Objective
Write the next part of the biography of Jesse Murry below, beginning right after its last sentence.

Text provided

begin

- Born: 1948; 78 years ago Fayetteville, North Carolina
- Died: January 13, 1993 (aged 44–45)
- Education: Sarah Lawrence College; Yale School of Art;
- Known for: Painting

= Jesse Murry =

American artist (born 1948)

Jesse Murry (1948-1993) was an American painter and poet. Born in 1948 in Fayetteville, North Carolina, as a child he was forced to live with an aunt in New York, where he befriended Isabel Clark, a librarian at the White Plains library, who later adopted Murry.

After graduating high school, he attended Sarah Lawrence College, where he studied art and philosophy and went on to teach at Hobart and William Smith Colleges and work as a curator of work by artists such as Howard Finster. In 1984, at age thirty-five, he entered the MFA program at the Yale School of Art. He met artist Lisa Yuskavage on the day of his admissions interview. The two would be friends for the remainder of his life. After graduating from Yale, he moved to New York City, settling in the West Village with his partner George Centanni.

end

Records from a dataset
begin

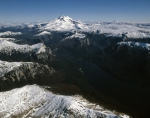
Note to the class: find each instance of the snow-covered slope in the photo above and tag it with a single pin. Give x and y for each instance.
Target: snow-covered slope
(9, 33)
(135, 44)
(6, 67)
(64, 23)
(33, 101)
(131, 30)
(10, 46)
(76, 35)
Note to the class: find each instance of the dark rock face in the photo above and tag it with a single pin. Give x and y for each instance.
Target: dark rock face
(131, 64)
(27, 73)
(42, 57)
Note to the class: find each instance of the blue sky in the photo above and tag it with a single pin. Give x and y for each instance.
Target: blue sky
(84, 10)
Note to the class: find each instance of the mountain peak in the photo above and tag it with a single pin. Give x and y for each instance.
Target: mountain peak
(64, 18)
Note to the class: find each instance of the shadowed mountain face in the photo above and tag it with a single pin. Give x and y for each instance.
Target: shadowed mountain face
(101, 61)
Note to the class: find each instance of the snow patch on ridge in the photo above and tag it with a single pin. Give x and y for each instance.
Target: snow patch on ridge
(76, 35)
(135, 44)
(34, 101)
(37, 48)
(6, 67)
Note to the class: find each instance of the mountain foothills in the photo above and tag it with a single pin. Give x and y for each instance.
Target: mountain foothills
(46, 61)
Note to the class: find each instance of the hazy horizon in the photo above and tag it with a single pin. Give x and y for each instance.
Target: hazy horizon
(84, 10)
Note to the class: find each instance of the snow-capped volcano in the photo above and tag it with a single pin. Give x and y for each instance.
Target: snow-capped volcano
(64, 23)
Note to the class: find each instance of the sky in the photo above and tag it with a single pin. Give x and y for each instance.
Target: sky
(84, 10)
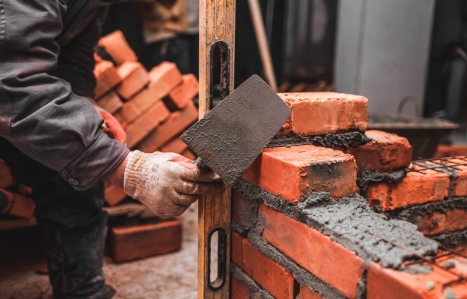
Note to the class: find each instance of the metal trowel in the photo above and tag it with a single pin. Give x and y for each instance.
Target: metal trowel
(230, 137)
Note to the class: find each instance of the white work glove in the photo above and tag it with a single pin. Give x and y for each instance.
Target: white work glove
(167, 183)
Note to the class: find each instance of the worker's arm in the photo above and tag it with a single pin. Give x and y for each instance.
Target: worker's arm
(39, 113)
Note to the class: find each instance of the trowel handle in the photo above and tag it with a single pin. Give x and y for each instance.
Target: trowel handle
(201, 165)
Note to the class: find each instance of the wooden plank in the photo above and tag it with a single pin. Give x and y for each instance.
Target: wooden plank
(217, 23)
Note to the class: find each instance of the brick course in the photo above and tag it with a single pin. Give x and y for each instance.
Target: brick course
(386, 153)
(294, 172)
(312, 250)
(318, 113)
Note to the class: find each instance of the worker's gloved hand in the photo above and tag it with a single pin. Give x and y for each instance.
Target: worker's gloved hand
(167, 183)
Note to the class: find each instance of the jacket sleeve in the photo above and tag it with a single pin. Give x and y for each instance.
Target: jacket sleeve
(39, 113)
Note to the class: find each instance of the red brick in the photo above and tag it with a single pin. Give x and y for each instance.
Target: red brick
(117, 46)
(114, 195)
(238, 289)
(267, 273)
(110, 102)
(306, 293)
(6, 177)
(181, 95)
(238, 204)
(415, 188)
(163, 78)
(450, 150)
(237, 249)
(175, 146)
(437, 222)
(317, 113)
(134, 78)
(389, 283)
(312, 250)
(146, 123)
(174, 126)
(188, 154)
(387, 152)
(107, 78)
(294, 172)
(129, 243)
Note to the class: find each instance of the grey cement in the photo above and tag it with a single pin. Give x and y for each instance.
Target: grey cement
(255, 289)
(368, 177)
(230, 137)
(348, 139)
(410, 214)
(168, 276)
(452, 239)
(351, 223)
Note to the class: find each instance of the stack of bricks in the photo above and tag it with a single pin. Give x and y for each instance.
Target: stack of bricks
(153, 107)
(18, 195)
(300, 228)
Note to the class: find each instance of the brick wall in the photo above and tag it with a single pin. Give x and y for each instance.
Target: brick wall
(327, 211)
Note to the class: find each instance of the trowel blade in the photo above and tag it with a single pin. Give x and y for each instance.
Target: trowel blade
(230, 137)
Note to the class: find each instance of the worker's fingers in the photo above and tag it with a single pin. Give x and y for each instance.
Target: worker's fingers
(200, 188)
(186, 199)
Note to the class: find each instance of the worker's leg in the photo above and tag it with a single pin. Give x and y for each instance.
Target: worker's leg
(73, 224)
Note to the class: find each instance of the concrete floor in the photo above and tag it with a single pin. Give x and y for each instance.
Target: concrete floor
(172, 275)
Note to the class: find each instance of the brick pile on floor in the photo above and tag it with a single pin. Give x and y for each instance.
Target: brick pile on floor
(153, 107)
(300, 228)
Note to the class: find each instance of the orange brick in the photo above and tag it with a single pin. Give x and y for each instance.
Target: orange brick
(110, 102)
(188, 154)
(238, 289)
(237, 249)
(174, 126)
(460, 183)
(146, 123)
(174, 146)
(389, 283)
(134, 78)
(180, 96)
(267, 273)
(306, 293)
(6, 177)
(129, 243)
(107, 78)
(117, 46)
(294, 172)
(387, 152)
(438, 222)
(114, 195)
(312, 250)
(415, 188)
(317, 113)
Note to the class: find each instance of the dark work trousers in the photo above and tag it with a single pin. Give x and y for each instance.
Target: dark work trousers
(181, 50)
(73, 225)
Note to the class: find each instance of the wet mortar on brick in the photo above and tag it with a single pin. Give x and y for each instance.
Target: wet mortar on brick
(352, 223)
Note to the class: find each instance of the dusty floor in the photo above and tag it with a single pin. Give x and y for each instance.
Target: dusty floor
(169, 276)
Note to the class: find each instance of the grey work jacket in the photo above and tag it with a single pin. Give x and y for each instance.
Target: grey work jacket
(46, 63)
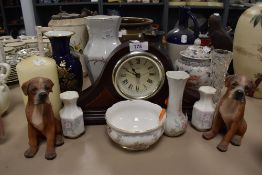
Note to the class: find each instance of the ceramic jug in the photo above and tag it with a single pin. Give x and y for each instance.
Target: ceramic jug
(4, 90)
(103, 39)
(71, 115)
(247, 50)
(176, 121)
(181, 36)
(203, 110)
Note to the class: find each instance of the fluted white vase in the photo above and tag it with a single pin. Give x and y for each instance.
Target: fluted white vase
(176, 120)
(203, 110)
(71, 115)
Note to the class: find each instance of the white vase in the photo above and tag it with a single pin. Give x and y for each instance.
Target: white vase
(203, 110)
(103, 39)
(71, 115)
(176, 121)
(4, 90)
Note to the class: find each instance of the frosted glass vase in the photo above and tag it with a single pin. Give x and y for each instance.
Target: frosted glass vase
(176, 121)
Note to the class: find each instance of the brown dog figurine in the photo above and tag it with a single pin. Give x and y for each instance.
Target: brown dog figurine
(230, 111)
(40, 117)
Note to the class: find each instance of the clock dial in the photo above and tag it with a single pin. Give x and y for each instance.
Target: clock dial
(138, 75)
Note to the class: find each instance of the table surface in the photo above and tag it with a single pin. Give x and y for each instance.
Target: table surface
(94, 153)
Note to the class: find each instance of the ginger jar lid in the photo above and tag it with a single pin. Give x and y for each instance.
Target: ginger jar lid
(35, 63)
(197, 52)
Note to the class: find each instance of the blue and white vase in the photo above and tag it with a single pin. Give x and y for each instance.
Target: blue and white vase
(68, 65)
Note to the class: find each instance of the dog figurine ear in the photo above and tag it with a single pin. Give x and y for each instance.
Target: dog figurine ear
(229, 79)
(25, 87)
(50, 83)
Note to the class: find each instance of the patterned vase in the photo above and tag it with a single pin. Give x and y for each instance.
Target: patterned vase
(247, 51)
(69, 67)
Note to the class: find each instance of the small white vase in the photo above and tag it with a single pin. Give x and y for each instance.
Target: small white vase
(103, 39)
(176, 121)
(71, 115)
(203, 110)
(4, 90)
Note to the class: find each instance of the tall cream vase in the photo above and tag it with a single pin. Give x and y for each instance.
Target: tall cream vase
(247, 53)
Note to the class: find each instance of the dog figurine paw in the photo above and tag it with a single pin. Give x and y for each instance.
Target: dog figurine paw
(40, 117)
(230, 112)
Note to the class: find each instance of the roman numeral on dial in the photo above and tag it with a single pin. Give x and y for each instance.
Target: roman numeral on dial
(122, 75)
(125, 81)
(150, 67)
(152, 74)
(149, 81)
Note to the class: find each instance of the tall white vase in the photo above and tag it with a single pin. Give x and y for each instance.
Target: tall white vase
(176, 121)
(204, 109)
(71, 115)
(103, 39)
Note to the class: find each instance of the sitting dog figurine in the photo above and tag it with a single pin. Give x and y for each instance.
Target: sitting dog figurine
(40, 117)
(230, 111)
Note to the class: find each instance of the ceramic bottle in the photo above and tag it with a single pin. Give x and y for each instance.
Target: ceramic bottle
(203, 110)
(68, 64)
(176, 120)
(103, 39)
(4, 90)
(181, 36)
(71, 115)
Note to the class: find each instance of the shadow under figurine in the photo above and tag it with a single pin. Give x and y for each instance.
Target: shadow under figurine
(230, 111)
(40, 117)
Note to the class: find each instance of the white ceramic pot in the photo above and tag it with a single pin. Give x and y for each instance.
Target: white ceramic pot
(197, 65)
(9, 51)
(31, 43)
(103, 39)
(247, 51)
(203, 110)
(71, 115)
(4, 90)
(17, 45)
(134, 124)
(176, 121)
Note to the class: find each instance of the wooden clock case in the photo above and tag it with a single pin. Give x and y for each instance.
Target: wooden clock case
(96, 99)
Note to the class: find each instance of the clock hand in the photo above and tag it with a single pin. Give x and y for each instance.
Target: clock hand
(144, 74)
(129, 71)
(138, 75)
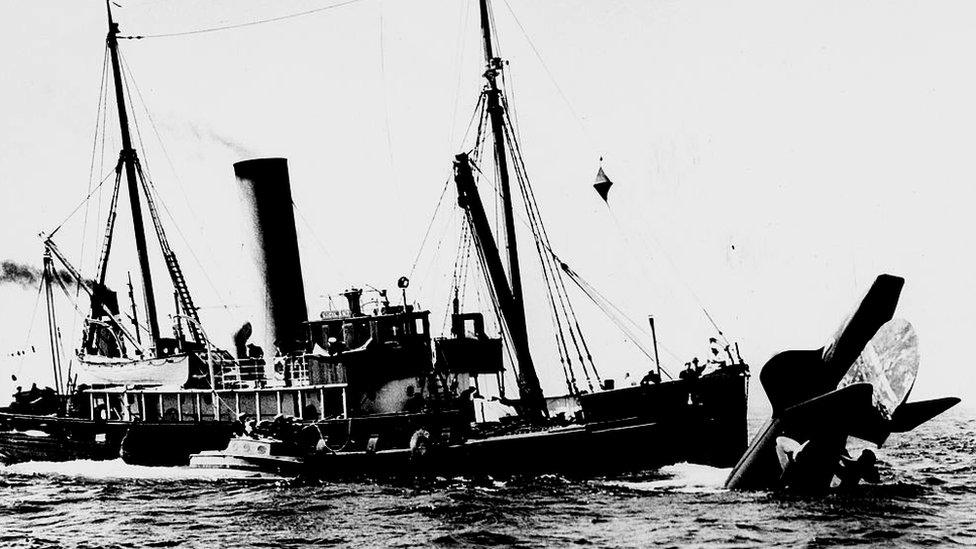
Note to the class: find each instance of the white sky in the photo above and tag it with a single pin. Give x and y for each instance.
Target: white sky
(826, 141)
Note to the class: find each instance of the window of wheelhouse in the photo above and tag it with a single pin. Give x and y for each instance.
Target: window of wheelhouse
(188, 407)
(171, 407)
(151, 406)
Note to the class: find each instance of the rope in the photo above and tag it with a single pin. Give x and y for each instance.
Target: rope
(559, 90)
(240, 25)
(179, 181)
(80, 204)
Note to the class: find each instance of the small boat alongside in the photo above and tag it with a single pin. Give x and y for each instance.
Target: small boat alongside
(369, 388)
(252, 457)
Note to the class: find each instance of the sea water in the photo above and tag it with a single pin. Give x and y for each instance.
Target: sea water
(927, 497)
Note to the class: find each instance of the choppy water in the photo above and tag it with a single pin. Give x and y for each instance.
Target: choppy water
(927, 498)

end

Answer to this problem
Murry died of AIDS-related illnesses in 1993. Critic Hilton Als has praised Murry for his "liquid awareness of how paint works on canvas, and how color and form can and should be handled delicately, and with respect." Murry's favored mediums were oil and beeswax.

==Exhibitions==
===Solo exhibitions===
- Jesse Murry: Rising, David Zwirner, New York (2021)
- Jesse Murry: Radical Solitude, Tibor de Nagy, New York (2019)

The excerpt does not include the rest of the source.